→ **Required task**:
Convert every line of the listing below into a numbered list, leaving out any blank lines.

→ **Entries shown**:
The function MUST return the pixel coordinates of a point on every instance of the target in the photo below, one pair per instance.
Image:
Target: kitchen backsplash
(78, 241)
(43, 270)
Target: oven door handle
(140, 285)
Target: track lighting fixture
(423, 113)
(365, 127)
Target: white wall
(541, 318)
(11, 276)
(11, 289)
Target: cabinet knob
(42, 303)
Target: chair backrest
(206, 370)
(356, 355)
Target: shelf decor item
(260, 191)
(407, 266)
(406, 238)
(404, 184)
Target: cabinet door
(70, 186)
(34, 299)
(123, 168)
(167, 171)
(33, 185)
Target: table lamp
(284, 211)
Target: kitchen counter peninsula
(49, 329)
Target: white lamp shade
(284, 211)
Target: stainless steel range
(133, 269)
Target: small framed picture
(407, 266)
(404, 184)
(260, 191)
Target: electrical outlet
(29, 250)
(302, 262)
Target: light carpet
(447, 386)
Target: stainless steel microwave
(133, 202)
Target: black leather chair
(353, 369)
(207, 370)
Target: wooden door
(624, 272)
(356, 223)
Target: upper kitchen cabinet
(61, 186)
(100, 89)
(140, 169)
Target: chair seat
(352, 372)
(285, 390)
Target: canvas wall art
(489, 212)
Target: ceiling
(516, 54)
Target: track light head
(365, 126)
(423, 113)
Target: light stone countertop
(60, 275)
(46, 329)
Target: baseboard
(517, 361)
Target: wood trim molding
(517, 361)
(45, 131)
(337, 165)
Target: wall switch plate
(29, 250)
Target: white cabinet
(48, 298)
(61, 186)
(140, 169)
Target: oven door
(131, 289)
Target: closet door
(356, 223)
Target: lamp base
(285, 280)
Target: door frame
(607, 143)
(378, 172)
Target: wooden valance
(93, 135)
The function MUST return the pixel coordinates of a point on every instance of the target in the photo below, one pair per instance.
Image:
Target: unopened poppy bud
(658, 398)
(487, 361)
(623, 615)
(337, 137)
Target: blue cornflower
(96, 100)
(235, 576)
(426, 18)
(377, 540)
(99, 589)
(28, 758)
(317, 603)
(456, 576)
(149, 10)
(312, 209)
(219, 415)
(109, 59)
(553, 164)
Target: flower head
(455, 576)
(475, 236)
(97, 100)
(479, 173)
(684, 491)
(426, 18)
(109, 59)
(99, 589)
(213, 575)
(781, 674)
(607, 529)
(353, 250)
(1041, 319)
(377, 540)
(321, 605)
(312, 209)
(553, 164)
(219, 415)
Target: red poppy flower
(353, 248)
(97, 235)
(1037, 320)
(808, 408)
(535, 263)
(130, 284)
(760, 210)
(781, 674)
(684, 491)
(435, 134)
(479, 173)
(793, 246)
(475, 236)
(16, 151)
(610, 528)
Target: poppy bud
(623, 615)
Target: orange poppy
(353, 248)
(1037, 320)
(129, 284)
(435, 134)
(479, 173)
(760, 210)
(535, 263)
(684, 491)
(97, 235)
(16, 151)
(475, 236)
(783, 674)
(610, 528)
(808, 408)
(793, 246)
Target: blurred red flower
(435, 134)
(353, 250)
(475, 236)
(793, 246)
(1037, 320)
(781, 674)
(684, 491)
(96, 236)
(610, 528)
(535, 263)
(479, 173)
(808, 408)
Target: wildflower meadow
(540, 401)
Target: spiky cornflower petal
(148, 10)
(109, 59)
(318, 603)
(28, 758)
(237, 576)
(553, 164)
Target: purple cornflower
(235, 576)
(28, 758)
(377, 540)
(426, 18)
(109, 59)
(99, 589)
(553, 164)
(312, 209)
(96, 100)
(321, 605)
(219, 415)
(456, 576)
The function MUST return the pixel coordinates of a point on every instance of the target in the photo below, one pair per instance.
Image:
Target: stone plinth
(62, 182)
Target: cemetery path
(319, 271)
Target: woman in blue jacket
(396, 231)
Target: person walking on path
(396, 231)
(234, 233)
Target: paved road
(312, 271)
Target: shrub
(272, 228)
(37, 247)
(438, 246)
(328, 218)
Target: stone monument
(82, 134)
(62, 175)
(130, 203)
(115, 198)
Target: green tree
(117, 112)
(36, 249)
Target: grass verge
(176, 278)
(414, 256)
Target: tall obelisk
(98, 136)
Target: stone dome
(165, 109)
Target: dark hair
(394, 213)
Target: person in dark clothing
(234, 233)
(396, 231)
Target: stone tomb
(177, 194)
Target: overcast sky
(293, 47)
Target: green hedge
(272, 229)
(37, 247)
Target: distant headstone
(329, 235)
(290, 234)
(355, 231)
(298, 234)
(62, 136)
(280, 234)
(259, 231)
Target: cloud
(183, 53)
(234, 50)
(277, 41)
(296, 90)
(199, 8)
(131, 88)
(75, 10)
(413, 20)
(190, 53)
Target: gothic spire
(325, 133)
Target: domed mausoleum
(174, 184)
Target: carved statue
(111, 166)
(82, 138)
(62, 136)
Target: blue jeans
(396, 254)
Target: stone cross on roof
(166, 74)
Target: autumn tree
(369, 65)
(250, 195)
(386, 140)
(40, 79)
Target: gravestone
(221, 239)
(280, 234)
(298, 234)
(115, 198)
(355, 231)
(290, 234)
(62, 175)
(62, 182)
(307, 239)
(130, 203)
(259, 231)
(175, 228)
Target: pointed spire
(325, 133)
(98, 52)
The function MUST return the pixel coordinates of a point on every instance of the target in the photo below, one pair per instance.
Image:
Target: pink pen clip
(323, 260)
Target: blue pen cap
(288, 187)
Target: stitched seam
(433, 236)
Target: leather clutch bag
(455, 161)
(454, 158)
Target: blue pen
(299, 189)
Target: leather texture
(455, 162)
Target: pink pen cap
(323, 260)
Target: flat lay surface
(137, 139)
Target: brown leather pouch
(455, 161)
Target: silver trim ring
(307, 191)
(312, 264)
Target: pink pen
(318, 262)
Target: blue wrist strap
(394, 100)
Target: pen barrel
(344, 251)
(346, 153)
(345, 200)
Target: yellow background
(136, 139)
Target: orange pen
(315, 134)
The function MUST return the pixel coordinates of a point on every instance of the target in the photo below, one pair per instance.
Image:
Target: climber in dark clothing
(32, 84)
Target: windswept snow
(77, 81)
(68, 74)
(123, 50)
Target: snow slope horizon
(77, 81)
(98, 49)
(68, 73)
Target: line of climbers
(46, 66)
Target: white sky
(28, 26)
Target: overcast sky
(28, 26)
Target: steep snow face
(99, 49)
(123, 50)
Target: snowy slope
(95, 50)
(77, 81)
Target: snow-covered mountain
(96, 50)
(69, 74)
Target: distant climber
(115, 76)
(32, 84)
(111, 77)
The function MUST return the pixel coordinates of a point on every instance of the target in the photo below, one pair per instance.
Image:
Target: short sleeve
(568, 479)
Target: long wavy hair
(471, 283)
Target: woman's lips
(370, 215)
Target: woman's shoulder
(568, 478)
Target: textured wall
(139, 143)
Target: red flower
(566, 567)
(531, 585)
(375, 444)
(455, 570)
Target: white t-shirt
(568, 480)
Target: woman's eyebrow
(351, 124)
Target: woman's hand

→ **Response to the exercise**:
1. The function MUST return the pixel coordinates of a point on every instance of the target in the photo below, one pair per instance.
2. Image:
3. Target: kitchen backsplash
4. (78, 241)
5. (43, 270)
6. Target: oven door handle
7. (140, 285)
8. Target: track lighting fixture
9. (423, 113)
10. (365, 127)
11. Target: white wall
12. (541, 318)
13. (11, 276)
14. (11, 289)
15. Target: cabinet knob
16. (42, 303)
17. Target: chair backrest
18. (206, 370)
19. (356, 355)
20. Target: shelf decor item
21. (260, 191)
22. (407, 266)
23. (406, 238)
24. (404, 184)
25. Target: cabinet door
26. (70, 186)
27. (34, 299)
28. (123, 168)
29. (167, 171)
30. (33, 185)
31. Target: table lamp
32. (284, 211)
33. Target: kitchen counter peninsula
34. (49, 329)
35. Target: white lamp shade
36. (284, 211)
37. Target: stainless steel range
38. (133, 269)
39. Target: small framed picture
40. (407, 266)
41. (404, 184)
42. (260, 191)
43. Target: electrical outlet
44. (29, 250)
45. (302, 262)
46. Target: light carpet
47. (447, 386)
48. Target: stainless steel microwave
49. (133, 202)
50. Target: black leather chair
51. (353, 369)
52. (207, 370)
53. Target: wooden door
54. (624, 272)
55. (356, 223)
56. Target: upper kitchen cabinet
57. (61, 186)
58. (100, 89)
59. (140, 169)
60. Target: chair seat
61. (352, 372)
62. (285, 390)
63. Target: canvas wall art
64. (489, 212)
65. Target: ceiling
66. (516, 54)
67. Target: track light head
68. (365, 126)
69. (423, 113)
70. Target: light stone countertop
71. (60, 275)
72. (46, 329)
73. Target: baseboard
74. (517, 361)
75. Target: wood trim molding
76. (517, 361)
77. (45, 131)
78. (337, 165)
79. Target: wall switch plate
80. (29, 250)
81. Target: white cabinet
82. (48, 298)
83. (61, 186)
84. (140, 169)
85. Target: oven door
86. (131, 289)
87. Target: closet door
88. (356, 223)
89. Target: lamp base
90. (285, 280)
91. Target: door frame
92. (607, 143)
93. (378, 172)
94. Target: wooden valance
95. (93, 135)
96. The function MUST return the pixel coordinates of a point on every instance of the target in the photo below, one pair per instance.
97. Image:
98. Target: unopened poppy bud
99. (658, 398)
100. (487, 361)
101. (623, 615)
102. (337, 137)
103. Target: blue cornflower
104. (96, 100)
105. (235, 576)
106. (426, 18)
107. (377, 540)
108. (99, 589)
109. (28, 758)
110. (317, 603)
111. (456, 576)
112. (149, 10)
113. (312, 209)
114. (219, 415)
115. (109, 59)
116. (553, 164)
117. Target: flower head
118. (455, 576)
119. (475, 236)
120. (97, 100)
121. (479, 173)
122. (684, 491)
123. (426, 18)
124. (109, 59)
125. (99, 589)
126. (213, 575)
127. (781, 674)
128. (607, 529)
129. (353, 250)
130. (1041, 319)
131. (377, 540)
132. (321, 605)
133. (312, 209)
134. (553, 164)
135. (219, 415)
136. Target: red poppy flower
137. (353, 248)
138. (97, 235)
139. (1037, 320)
140. (808, 408)
141. (535, 263)
142. (130, 284)
143. (760, 210)
144. (781, 674)
145. (684, 491)
146. (435, 134)
147. (479, 173)
148. (793, 246)
149. (475, 236)
150. (16, 151)
151. (610, 528)
152. Target: poppy bud
153. (623, 615)
154. Target: orange poppy
155. (353, 248)
156. (1037, 320)
157. (129, 284)
158. (435, 134)
159. (479, 173)
160. (760, 210)
161. (535, 263)
162. (684, 491)
163. (97, 235)
164. (16, 151)
165. (475, 236)
166. (783, 674)
167. (610, 528)
168. (808, 408)
169. (793, 246)
170. Target: blurred red flower
171. (435, 134)
172. (353, 250)
173. (475, 236)
174. (793, 246)
175. (1037, 320)
176. (781, 674)
177. (684, 491)
178. (96, 236)
179. (610, 528)
180. (535, 263)
181. (479, 173)
182. (808, 408)
183. Target: wildflower meadow
184. (540, 401)
185. Target: spiky cornflower petal
186. (148, 10)
187. (109, 59)
188. (318, 603)
189. (28, 758)
190. (237, 576)
191. (553, 164)
192. Target: purple cornflower
193. (235, 576)
194. (28, 758)
195. (377, 540)
196. (426, 18)
197. (109, 59)
198. (99, 589)
199. (553, 164)
200. (312, 209)
201. (96, 100)
202. (321, 605)
203. (219, 415)
204. (456, 576)
205. The function MUST return the pixel coordinates of a point on every instance of the target in the photo below, one pair per instance.
206. Image:
207. Target: stone plinth
208. (62, 182)
209. Target: cemetery path
210. (319, 271)
211. Target: woman in blue jacket
212. (396, 231)
213. Target: person walking on path
214. (396, 231)
215. (234, 233)
216. Target: paved road
217. (312, 271)
218. Target: shrub
219. (272, 228)
220. (37, 247)
221. (438, 246)
222. (328, 218)
223. Target: stone monument
224. (82, 134)
225. (62, 175)
226. (130, 203)
227. (115, 198)
228. Target: green tree
229. (117, 112)
230. (36, 249)
231. Target: grass verge
232. (176, 278)
233. (414, 256)
234. Target: tall obelisk
235. (98, 136)
236. Target: stone dome
237. (165, 109)
238. Target: dark hair
239. (394, 213)
240. Target: person in dark clothing
241. (234, 233)
242. (396, 231)
243. Target: stone tomb
244. (177, 194)
245. Target: overcast sky
246. (293, 47)
247. Target: green hedge
248. (272, 229)
249. (37, 247)
250. Target: distant headstone
251. (329, 235)
252. (290, 234)
253. (355, 231)
254. (298, 234)
255. (62, 136)
256. (280, 234)
257. (259, 231)
258. Target: cloud
259. (183, 53)
260. (234, 50)
261. (277, 41)
262. (296, 90)
263. (199, 8)
264. (131, 88)
265. (75, 10)
266. (413, 20)
267. (190, 53)
268. Target: gothic spire
269. (325, 133)
270. Target: domed mausoleum
271. (174, 184)
272. Target: carved statue
273. (111, 166)
274. (82, 138)
275. (62, 136)
276. Target: blue jeans
277. (396, 254)
278. Target: stone cross on roof
279. (166, 74)
280. Target: autumn tree
281. (369, 65)
282. (250, 195)
283. (386, 140)
284. (40, 79)
285. Target: gravestone
286. (221, 239)
287. (280, 234)
288. (298, 234)
289. (115, 198)
290. (355, 231)
291. (290, 234)
292. (62, 175)
293. (62, 182)
294. (307, 239)
295. (130, 203)
296. (259, 231)
297. (175, 228)
298. Target: pointed spire
299. (325, 133)
300. (98, 52)
301. The function MUST return the pixel coordinates of a point on every instance of the target in the photo below, one pair per instance.
302. Image:
303. Target: pink pen clip
304. (323, 260)
305. Target: blue pen cap
306. (288, 187)
307. Target: stitched seam
308. (433, 236)
309. Target: leather clutch bag
310. (455, 161)
311. (454, 158)
312. Target: blue pen
313. (299, 189)
314. Target: leather texture
315. (455, 162)
316. Target: pink pen cap
317. (323, 260)
318. Target: flat lay surface
319. (137, 139)
320. Target: brown leather pouch
321. (455, 161)
322. Target: silver trim ring
323. (307, 191)
324. (312, 264)
325. Target: pink pen
326. (318, 262)
327. Target: blue wrist strap
328. (394, 100)
329. Target: pen barrel
330. (344, 251)
331. (346, 153)
332. (345, 200)
333. Target: yellow background
334. (136, 139)
335. Target: orange pen
336. (315, 134)
337. The function MUST return the pixel coordinates of a point on every instance of the target in the photo below, one pair per instance.
338. Image:
339. Target: climber in dark clothing
340. (32, 84)
341. Target: windswept snow
342. (77, 81)
343. (68, 74)
344. (123, 50)
345. Target: snow slope horizon
346. (77, 81)
347. (98, 49)
348. (68, 73)
349. Target: line of climbers
350. (46, 66)
351. Target: white sky
352. (28, 26)
353. Target: overcast sky
354. (28, 26)
355. Target: steep snow face
356. (99, 49)
357. (123, 50)
358. Target: snowy slope
359. (95, 50)
360. (77, 81)
361. Target: snow-covered mountain
362. (96, 50)
363. (69, 74)
364. Target: distant climber
365. (115, 76)
366. (32, 84)
367. (111, 77)
368. The function MUST return the pixel coordinates of a point on every instance of the target in the photo below, one pair per instance.
369. Image:
370. Target: short sleeve
371. (568, 479)
372. Target: long wavy hair
373. (471, 283)
374. Target: woman's lips
375. (370, 215)
376. Target: woman's shoulder
377. (568, 478)
378. Target: textured wall
379. (139, 143)
380. Target: red flower
381. (566, 567)
382. (531, 585)
383. (375, 444)
384. (455, 570)
385. Target: white t-shirt
386. (568, 480)
387. Target: woman's eyebrow
388. (351, 124)
389. Target: woman's hand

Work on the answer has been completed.